-- Records supplied --
####

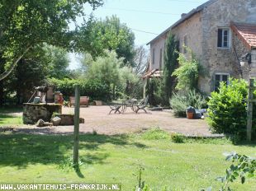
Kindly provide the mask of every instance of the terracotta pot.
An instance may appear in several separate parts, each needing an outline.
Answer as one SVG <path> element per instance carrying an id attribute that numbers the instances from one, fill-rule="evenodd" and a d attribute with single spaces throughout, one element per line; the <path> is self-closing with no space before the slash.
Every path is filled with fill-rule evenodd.
<path id="1" fill-rule="evenodd" d="M 194 113 L 187 112 L 187 118 L 188 119 L 194 119 Z"/>

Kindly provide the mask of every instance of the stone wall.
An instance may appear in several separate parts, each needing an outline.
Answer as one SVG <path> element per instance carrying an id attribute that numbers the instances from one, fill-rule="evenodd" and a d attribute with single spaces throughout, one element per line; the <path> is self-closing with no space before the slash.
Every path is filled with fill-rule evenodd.
<path id="1" fill-rule="evenodd" d="M 54 113 L 61 114 L 61 109 L 59 104 L 24 104 L 23 123 L 35 124 L 39 119 L 50 122 Z"/>
<path id="2" fill-rule="evenodd" d="M 217 48 L 217 32 L 219 27 L 230 27 L 230 21 L 252 22 L 256 19 L 254 10 L 255 0 L 219 0 L 203 10 L 202 31 L 203 44 L 201 63 L 209 71 L 209 77 L 199 82 L 200 89 L 211 92 L 214 89 L 216 73 L 229 73 L 230 77 L 240 77 L 239 63 L 233 45 L 239 44 L 233 36 L 230 48 Z M 239 52 L 247 51 L 245 46 L 239 45 Z"/>
<path id="3" fill-rule="evenodd" d="M 150 44 L 150 66 L 149 66 L 150 70 L 163 69 L 165 40 L 166 40 L 166 35 L 159 37 L 158 40 Z M 154 63 L 153 63 L 153 49 L 154 49 Z M 160 59 L 160 49 L 162 49 L 162 59 Z M 162 60 L 161 64 L 162 67 L 160 67 L 161 60 Z"/>
<path id="4" fill-rule="evenodd" d="M 187 46 L 208 72 L 206 77 L 199 78 L 199 88 L 201 91 L 210 93 L 214 90 L 214 78 L 216 73 L 249 78 L 249 68 L 246 67 L 240 68 L 238 58 L 250 50 L 233 34 L 230 28 L 231 21 L 255 24 L 256 0 L 215 1 L 172 29 L 172 32 L 180 40 L 181 52 L 183 53 L 182 46 L 184 44 L 184 36 L 187 35 Z M 230 28 L 230 48 L 217 47 L 219 27 Z M 164 48 L 165 39 L 166 35 L 163 35 L 150 44 L 151 69 L 159 68 L 159 55 L 160 49 Z M 153 49 L 155 49 L 154 64 L 152 64 Z M 164 59 L 162 60 L 164 62 Z"/>
<path id="5" fill-rule="evenodd" d="M 201 12 L 197 12 L 189 19 L 174 27 L 172 33 L 175 35 L 179 41 L 180 52 L 187 56 L 189 54 L 184 51 L 184 37 L 187 36 L 187 47 L 192 49 L 197 58 L 201 59 L 202 56 L 202 30 L 201 30 Z"/>
<path id="6" fill-rule="evenodd" d="M 256 77 L 256 48 L 251 51 L 252 54 L 252 63 L 251 63 L 251 72 L 250 76 Z"/>

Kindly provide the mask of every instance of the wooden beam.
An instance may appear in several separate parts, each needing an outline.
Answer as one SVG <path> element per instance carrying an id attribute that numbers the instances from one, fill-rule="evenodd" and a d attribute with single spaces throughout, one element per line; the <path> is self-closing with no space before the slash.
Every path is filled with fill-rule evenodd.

####

-- Directions --
Please rewrite every record above with "Kindly" changed to "Please" and nothing else altered. Leave the pictures out.

-- Full solution --
Please provide the mask of every instance of the terracotta pot.
An instance may appear in several separate parts, each needing an outline.
Answer as one SVG <path> element per instance carrying an id attribute that numbers the instances from one, fill-rule="evenodd" and a d attribute with single spaces throughout, one element per line; the <path> is self-closing with no space before the slash.
Every path is filled with fill-rule evenodd.
<path id="1" fill-rule="evenodd" d="M 194 113 L 187 112 L 187 118 L 188 119 L 194 119 Z"/>

Please provide the mask of every instance of the stone wall.
An instance may appear in several separate parts, each needing an outline.
Answer as one SVG <path> element per instance carrying an id attribute that numbers the instances from one, fill-rule="evenodd" and a d attribute with single spaces throughout, one element per line; the <path> is self-closing with no space before the slash.
Every path is filled with fill-rule evenodd.
<path id="1" fill-rule="evenodd" d="M 54 113 L 61 114 L 61 109 L 59 104 L 24 104 L 23 123 L 35 124 L 39 119 L 50 122 Z"/>
<path id="2" fill-rule="evenodd" d="M 217 48 L 217 32 L 219 27 L 230 27 L 230 21 L 252 22 L 256 19 L 254 10 L 255 0 L 219 0 L 203 10 L 202 31 L 203 44 L 201 63 L 209 71 L 209 77 L 199 82 L 200 89 L 211 92 L 214 89 L 216 73 L 229 73 L 230 77 L 240 77 L 239 63 L 233 45 L 239 44 L 233 36 L 230 48 Z M 239 52 L 247 51 L 245 46 L 239 45 Z"/>
<path id="3" fill-rule="evenodd" d="M 150 44 L 150 66 L 149 66 L 150 70 L 163 69 L 165 40 L 166 40 L 166 35 L 159 37 L 158 40 Z M 154 63 L 153 63 L 153 49 L 154 49 Z M 160 59 L 160 49 L 162 49 L 162 59 Z M 162 60 L 161 64 L 162 67 L 160 67 L 161 60 Z"/>
<path id="4" fill-rule="evenodd" d="M 187 46 L 208 72 L 206 77 L 199 78 L 199 88 L 201 91 L 210 93 L 214 90 L 214 78 L 216 73 L 249 78 L 249 68 L 246 67 L 240 68 L 238 58 L 250 50 L 233 34 L 230 28 L 231 21 L 255 24 L 256 0 L 215 1 L 172 29 L 172 32 L 180 40 L 181 52 L 183 53 L 182 46 L 184 44 L 184 36 L 187 35 Z M 230 28 L 230 48 L 217 47 L 219 27 Z M 164 48 L 165 39 L 166 35 L 163 35 L 150 44 L 151 69 L 159 68 L 159 55 L 160 49 Z M 153 49 L 155 49 L 154 64 L 152 64 Z M 164 59 L 162 60 L 164 62 Z"/>
<path id="5" fill-rule="evenodd" d="M 201 12 L 197 12 L 189 19 L 174 27 L 172 33 L 175 35 L 179 41 L 180 52 L 187 56 L 189 54 L 184 51 L 184 37 L 187 36 L 187 47 L 192 49 L 197 58 L 201 59 L 202 56 L 202 30 L 201 30 Z"/>
<path id="6" fill-rule="evenodd" d="M 256 77 L 256 48 L 251 51 L 252 54 L 252 63 L 251 63 L 251 72 L 250 76 Z"/>

Please provide the mask of every instance of the wooden beam.
An instance may appear in several separate parts, each needing an outline.
Answer as one SVG <path> element per instance carrying an id attribute that numbers the instances from one, fill-rule="evenodd" and a d attribute with single spaces throughout, one element per line; the <path> is self-closing with no space before the slash.
Every path is filled with fill-rule evenodd.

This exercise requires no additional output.